◆ Task instructions
Find every line in the listing below that includes the word "roof", then give only how many there are.

◆ Supplied records
━━━━━━━━━━━━━━━━━━━━━━━━━━━━━━

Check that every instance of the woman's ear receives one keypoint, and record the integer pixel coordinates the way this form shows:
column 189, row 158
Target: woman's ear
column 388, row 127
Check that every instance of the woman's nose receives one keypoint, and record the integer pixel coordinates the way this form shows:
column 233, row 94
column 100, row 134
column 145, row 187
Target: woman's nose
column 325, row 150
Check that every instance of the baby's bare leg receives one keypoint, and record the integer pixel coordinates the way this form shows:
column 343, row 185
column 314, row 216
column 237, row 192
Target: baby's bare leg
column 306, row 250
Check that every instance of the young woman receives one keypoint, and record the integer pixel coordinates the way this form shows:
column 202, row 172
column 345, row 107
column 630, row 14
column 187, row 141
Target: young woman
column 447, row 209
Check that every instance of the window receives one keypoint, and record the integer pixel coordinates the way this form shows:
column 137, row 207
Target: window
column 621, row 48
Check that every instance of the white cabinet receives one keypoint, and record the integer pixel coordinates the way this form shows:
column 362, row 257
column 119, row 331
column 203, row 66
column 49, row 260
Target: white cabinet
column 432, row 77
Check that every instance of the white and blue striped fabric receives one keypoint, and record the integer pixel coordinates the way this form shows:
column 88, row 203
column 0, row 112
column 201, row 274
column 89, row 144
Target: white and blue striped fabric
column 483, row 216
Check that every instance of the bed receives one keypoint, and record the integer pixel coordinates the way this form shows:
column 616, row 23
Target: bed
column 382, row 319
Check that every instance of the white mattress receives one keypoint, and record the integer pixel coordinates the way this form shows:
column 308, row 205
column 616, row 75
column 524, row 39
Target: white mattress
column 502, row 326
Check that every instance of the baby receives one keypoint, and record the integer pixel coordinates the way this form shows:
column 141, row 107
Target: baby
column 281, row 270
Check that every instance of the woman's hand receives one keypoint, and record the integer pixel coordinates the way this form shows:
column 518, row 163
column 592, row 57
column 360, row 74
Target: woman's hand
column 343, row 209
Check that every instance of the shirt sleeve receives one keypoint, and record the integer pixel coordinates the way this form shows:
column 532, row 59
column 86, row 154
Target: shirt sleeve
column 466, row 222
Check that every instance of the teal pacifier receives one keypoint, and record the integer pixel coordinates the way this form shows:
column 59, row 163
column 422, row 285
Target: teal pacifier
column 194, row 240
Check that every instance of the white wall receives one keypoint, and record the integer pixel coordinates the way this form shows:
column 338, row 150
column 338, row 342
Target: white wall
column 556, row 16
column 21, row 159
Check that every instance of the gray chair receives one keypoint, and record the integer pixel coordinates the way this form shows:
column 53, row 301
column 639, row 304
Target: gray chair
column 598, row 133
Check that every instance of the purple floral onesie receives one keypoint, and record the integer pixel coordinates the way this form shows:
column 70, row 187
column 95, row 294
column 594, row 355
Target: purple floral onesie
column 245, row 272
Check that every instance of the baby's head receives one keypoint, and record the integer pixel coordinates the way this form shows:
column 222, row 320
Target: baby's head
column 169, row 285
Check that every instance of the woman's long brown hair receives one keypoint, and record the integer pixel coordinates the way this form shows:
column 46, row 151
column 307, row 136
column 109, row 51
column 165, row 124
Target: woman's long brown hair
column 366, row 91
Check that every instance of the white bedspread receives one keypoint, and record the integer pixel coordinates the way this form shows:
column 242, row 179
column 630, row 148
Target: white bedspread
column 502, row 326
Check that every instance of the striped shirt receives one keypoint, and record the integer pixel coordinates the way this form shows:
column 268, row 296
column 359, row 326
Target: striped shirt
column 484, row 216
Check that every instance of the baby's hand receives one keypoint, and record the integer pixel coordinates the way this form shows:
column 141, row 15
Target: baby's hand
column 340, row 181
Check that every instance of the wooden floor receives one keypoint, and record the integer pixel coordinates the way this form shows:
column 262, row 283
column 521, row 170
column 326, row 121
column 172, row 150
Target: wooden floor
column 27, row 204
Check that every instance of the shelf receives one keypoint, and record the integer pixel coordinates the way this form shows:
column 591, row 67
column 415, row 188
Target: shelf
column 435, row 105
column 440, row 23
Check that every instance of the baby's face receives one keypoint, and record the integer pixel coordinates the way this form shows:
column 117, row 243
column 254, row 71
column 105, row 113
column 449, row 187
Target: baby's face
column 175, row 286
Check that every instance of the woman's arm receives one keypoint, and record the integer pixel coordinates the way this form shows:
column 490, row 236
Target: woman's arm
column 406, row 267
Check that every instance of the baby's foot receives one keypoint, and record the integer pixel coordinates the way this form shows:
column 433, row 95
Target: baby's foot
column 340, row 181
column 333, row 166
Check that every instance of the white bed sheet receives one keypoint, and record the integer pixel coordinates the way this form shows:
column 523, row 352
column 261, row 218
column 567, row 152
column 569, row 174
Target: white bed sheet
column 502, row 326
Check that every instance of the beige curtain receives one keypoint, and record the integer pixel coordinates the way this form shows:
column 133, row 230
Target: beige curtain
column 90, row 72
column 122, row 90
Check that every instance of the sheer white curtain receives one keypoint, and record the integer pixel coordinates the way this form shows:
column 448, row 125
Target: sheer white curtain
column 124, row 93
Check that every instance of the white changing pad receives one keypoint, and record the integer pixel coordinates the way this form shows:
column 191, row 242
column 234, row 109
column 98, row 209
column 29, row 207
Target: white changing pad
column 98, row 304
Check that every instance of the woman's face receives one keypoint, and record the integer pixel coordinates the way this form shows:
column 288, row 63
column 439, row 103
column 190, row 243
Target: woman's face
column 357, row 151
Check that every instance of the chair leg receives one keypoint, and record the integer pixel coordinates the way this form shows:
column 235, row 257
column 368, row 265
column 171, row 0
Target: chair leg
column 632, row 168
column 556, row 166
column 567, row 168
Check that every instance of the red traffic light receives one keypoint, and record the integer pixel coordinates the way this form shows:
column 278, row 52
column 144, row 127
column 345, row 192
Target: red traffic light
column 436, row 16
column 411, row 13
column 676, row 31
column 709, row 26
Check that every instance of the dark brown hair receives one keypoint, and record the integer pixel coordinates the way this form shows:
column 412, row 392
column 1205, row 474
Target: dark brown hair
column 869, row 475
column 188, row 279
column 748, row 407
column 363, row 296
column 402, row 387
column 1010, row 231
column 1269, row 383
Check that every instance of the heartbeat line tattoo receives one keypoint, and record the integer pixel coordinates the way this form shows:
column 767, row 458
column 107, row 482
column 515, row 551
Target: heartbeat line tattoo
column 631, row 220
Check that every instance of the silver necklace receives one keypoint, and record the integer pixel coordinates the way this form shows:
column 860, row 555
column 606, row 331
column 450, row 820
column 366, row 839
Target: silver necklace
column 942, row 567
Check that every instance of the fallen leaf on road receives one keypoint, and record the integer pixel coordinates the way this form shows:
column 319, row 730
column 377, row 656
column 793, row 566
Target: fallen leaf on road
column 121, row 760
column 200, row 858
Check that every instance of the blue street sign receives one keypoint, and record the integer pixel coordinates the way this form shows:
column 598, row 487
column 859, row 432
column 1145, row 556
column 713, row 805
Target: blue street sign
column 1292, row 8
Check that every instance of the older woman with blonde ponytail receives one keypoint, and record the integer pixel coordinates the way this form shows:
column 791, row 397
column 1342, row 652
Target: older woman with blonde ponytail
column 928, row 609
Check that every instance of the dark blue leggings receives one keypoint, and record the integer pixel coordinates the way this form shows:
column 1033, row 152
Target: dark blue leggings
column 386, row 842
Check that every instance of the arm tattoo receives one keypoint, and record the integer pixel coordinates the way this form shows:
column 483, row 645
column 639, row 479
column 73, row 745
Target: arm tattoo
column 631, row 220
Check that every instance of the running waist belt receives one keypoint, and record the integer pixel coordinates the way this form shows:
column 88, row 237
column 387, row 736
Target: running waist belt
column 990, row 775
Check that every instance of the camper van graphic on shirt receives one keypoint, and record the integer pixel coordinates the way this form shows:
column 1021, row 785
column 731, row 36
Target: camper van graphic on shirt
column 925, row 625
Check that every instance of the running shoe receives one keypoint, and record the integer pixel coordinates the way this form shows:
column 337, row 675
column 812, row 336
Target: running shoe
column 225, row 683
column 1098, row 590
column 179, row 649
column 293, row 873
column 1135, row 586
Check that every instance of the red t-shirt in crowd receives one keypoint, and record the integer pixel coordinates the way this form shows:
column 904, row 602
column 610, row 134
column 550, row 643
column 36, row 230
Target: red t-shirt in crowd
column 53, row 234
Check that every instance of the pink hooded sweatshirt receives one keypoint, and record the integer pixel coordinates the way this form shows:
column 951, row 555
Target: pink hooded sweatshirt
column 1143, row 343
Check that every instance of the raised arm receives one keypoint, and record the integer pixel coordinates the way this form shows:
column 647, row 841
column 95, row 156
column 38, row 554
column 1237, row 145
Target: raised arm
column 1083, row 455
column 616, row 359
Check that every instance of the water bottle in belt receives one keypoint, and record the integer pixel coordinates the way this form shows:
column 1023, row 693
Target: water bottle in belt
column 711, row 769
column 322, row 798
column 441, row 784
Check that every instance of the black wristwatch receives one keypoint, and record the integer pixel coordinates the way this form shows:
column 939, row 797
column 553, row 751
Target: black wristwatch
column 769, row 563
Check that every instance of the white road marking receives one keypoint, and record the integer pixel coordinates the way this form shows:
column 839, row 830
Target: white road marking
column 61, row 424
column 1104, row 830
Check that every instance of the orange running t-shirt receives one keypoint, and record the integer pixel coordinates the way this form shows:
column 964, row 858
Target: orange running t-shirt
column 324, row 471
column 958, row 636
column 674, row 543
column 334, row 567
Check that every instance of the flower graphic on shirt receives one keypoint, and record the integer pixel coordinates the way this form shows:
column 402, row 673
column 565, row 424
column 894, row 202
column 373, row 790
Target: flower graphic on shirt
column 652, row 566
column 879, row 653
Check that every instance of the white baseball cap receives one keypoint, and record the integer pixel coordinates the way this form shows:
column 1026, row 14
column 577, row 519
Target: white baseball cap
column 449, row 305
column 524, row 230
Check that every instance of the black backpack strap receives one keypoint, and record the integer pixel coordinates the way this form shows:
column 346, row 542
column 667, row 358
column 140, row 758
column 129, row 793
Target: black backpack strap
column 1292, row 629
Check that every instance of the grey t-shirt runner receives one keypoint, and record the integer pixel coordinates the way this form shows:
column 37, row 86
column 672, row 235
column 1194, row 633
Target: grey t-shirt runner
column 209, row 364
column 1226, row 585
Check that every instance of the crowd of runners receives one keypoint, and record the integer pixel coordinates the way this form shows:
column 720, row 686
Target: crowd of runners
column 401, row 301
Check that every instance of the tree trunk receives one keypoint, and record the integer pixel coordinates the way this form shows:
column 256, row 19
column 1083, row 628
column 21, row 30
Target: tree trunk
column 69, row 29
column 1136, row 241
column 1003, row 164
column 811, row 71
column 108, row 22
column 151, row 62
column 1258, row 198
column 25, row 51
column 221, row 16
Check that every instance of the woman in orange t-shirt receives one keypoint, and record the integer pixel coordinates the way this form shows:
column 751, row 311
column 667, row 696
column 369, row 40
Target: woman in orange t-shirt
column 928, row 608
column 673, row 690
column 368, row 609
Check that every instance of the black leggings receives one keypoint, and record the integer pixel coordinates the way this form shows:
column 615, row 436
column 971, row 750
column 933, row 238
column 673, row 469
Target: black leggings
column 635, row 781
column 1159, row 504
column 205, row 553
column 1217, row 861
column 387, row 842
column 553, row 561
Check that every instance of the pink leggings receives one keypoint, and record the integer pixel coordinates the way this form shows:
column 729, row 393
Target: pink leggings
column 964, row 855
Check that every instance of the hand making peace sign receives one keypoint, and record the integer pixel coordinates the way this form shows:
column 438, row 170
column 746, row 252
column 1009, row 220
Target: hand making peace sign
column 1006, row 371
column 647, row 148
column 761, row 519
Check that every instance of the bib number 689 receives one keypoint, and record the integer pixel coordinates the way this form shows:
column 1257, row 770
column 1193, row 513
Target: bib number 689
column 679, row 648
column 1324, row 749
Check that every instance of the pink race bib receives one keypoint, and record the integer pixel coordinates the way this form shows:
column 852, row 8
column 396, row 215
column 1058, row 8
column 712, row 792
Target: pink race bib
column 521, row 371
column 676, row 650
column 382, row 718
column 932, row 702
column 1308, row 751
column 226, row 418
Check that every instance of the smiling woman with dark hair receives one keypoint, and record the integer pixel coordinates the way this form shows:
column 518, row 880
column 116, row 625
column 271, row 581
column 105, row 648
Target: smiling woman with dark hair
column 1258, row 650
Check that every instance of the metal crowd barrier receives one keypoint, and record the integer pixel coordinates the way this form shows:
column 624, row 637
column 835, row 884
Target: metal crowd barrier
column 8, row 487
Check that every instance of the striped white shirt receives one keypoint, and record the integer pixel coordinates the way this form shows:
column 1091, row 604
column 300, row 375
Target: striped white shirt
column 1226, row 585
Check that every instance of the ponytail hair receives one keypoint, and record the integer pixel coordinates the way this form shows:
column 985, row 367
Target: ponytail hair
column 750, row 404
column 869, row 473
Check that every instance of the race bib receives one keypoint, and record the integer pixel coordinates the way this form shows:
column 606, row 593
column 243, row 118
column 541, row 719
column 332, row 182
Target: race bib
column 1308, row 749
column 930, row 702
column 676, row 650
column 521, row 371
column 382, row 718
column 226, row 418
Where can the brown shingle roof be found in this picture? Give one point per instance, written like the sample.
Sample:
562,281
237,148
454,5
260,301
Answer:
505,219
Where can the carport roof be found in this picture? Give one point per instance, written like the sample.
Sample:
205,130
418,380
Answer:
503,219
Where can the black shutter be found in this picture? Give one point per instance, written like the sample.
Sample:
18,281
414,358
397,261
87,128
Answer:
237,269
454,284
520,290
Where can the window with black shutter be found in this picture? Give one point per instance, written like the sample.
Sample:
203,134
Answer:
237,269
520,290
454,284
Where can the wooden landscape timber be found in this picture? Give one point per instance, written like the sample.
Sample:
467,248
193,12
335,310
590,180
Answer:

━━━━━━━━━━━━━━━━━━━━━━━━━━━━━━

◆ Output below
2